::: Page extract
The law, as we are given to understand it, requires a veteran to prove "boots on the ground" in Vietnam, or to meet a tougher standard of (1) proving the existence of contamination and (2) the route of exposure and (3) the presence of an Agent Orange-recognized illness and the nexus of that illness to the Agent Orange exposure. We have met this burden of proof. In spades!

How have we done this? How have we met every requirement thrown at us?
1. Contamination: Air Force tests done by qualified toxicologists established the presence of large amounts of military herbicides, including Agent Orange, as early as 1979 as reported in the Conway report. Conway also notes that the request for his survey came from the 439th Tactical Hospital, and followed years of effort by maintenance personnel and civilian depot facilities to remove the smell (associated with malathion, not Agent Orange) and black and brown gooey substances found throughout the fuselage.
::::::
::: Provided information
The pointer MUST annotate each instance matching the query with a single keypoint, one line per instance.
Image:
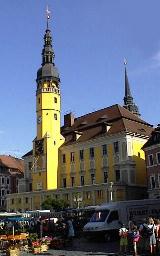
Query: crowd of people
(143, 239)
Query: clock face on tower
(39, 147)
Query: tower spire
(128, 99)
(48, 16)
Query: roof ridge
(96, 111)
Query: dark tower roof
(128, 99)
(48, 71)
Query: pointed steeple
(128, 99)
(48, 71)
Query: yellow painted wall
(48, 128)
(140, 162)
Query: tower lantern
(48, 106)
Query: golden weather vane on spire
(48, 15)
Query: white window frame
(152, 176)
(159, 180)
(149, 160)
(157, 157)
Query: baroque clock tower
(48, 106)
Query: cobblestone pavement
(82, 247)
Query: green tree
(54, 204)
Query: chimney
(68, 120)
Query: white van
(109, 217)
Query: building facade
(11, 170)
(152, 156)
(90, 159)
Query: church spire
(128, 99)
(48, 71)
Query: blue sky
(91, 39)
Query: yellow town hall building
(94, 158)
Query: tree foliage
(54, 204)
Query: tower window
(116, 147)
(72, 157)
(64, 183)
(151, 161)
(81, 154)
(104, 150)
(63, 158)
(118, 176)
(82, 180)
(91, 152)
(72, 181)
(105, 177)
(92, 178)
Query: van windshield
(99, 216)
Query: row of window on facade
(91, 152)
(4, 180)
(118, 178)
(3, 192)
(55, 100)
(154, 159)
(20, 200)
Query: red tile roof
(12, 162)
(119, 119)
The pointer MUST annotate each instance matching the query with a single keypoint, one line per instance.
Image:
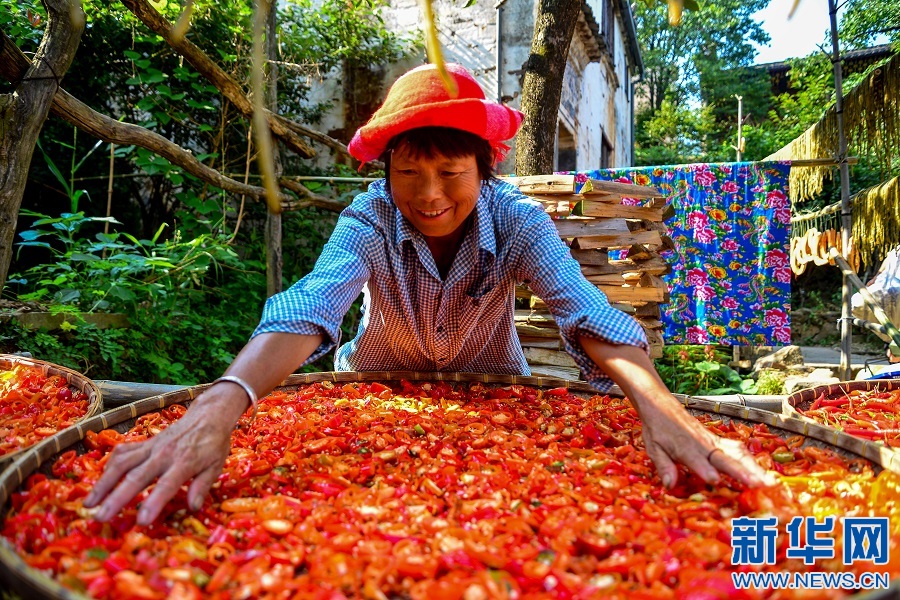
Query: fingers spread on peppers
(432, 491)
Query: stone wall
(596, 95)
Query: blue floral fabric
(731, 276)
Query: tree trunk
(542, 88)
(22, 114)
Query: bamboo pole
(846, 206)
(869, 299)
(274, 256)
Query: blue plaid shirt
(415, 320)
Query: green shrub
(701, 370)
(192, 302)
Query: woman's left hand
(671, 434)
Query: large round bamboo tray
(33, 584)
(803, 399)
(75, 380)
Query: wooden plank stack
(592, 222)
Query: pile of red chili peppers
(429, 491)
(873, 414)
(34, 406)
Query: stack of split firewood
(592, 222)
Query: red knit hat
(419, 99)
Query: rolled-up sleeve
(318, 302)
(578, 307)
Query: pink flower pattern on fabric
(730, 281)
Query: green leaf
(32, 234)
(67, 296)
(121, 292)
(80, 256)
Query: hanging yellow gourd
(433, 48)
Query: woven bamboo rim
(808, 395)
(73, 378)
(40, 585)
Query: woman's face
(436, 194)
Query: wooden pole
(274, 260)
(846, 206)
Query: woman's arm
(196, 446)
(670, 433)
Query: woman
(437, 248)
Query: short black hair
(446, 141)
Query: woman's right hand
(193, 448)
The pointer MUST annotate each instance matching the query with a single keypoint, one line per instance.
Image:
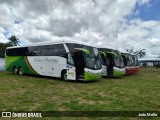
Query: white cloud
(99, 22)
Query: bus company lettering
(45, 60)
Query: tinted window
(53, 50)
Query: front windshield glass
(92, 60)
(135, 60)
(116, 57)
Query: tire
(15, 70)
(64, 75)
(20, 71)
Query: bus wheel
(15, 70)
(20, 71)
(64, 75)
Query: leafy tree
(14, 40)
(139, 53)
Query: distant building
(152, 62)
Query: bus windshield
(92, 61)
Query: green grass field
(138, 92)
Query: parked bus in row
(130, 63)
(63, 59)
(112, 62)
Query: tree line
(13, 41)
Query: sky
(120, 24)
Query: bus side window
(70, 59)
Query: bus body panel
(17, 61)
(71, 72)
(43, 60)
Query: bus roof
(53, 42)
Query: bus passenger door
(71, 72)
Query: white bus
(63, 59)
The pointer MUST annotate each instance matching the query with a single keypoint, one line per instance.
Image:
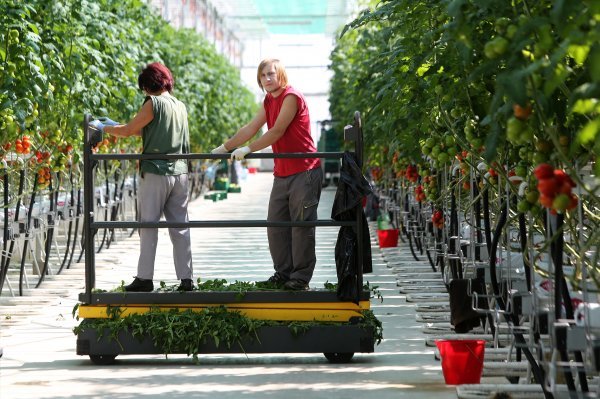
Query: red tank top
(296, 138)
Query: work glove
(220, 150)
(96, 124)
(240, 153)
(96, 135)
(108, 122)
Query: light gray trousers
(166, 195)
(295, 198)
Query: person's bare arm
(134, 127)
(285, 117)
(247, 131)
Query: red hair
(156, 77)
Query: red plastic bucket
(388, 238)
(462, 360)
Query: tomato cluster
(43, 176)
(22, 145)
(420, 194)
(438, 219)
(411, 173)
(555, 188)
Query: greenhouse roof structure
(263, 18)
::::::
■ **Questions**:
(1) Using the Agent Orange passage, decide whether each statement agrees with it. Give yes or no for each, and quote the deciding words exactly.
(a) Air Force tests found military herbicides, including Agent Orange, as early as 1979.
(b) The smell that maintenance personnel tried to remove was associated with Agent Orange.
(c) The request for Conway's survey came from the 439th Tactical Hospital.
(2) Reproduce the stretch of the Agent Orange passage from "How have we done" through "throughout the fuselage.", word for word.
The rows play no part here.

■ **Responses**:
(1)
(a) Yes: "Air Force tests done by qualified toxicologists established the presence of large amounts of military herbicides, including Agent Orange, as early as 1979"
(b) No: "the smell (associated with malathion, not Agent Orange)"
(c) Yes: "the request for his survey came from the 439th Tactical Hospital"

(2)
How have we done this? How have we met every requirement thrown at us?
1. Contamination: Air Force tests done by qualified toxicologists established the presence of large amounts of military herbicides, including Agent Orange, as early as 1979 as reported in the Conway report. Conway also notes that the request for his survey came from the 439th Tactical Hospital, and followed years of effort by maintenance personnel and civilian depot facilities to remove the smell (associated with malathion, not Agent Orange) and black and brown gooey substances found throughout the fuselage.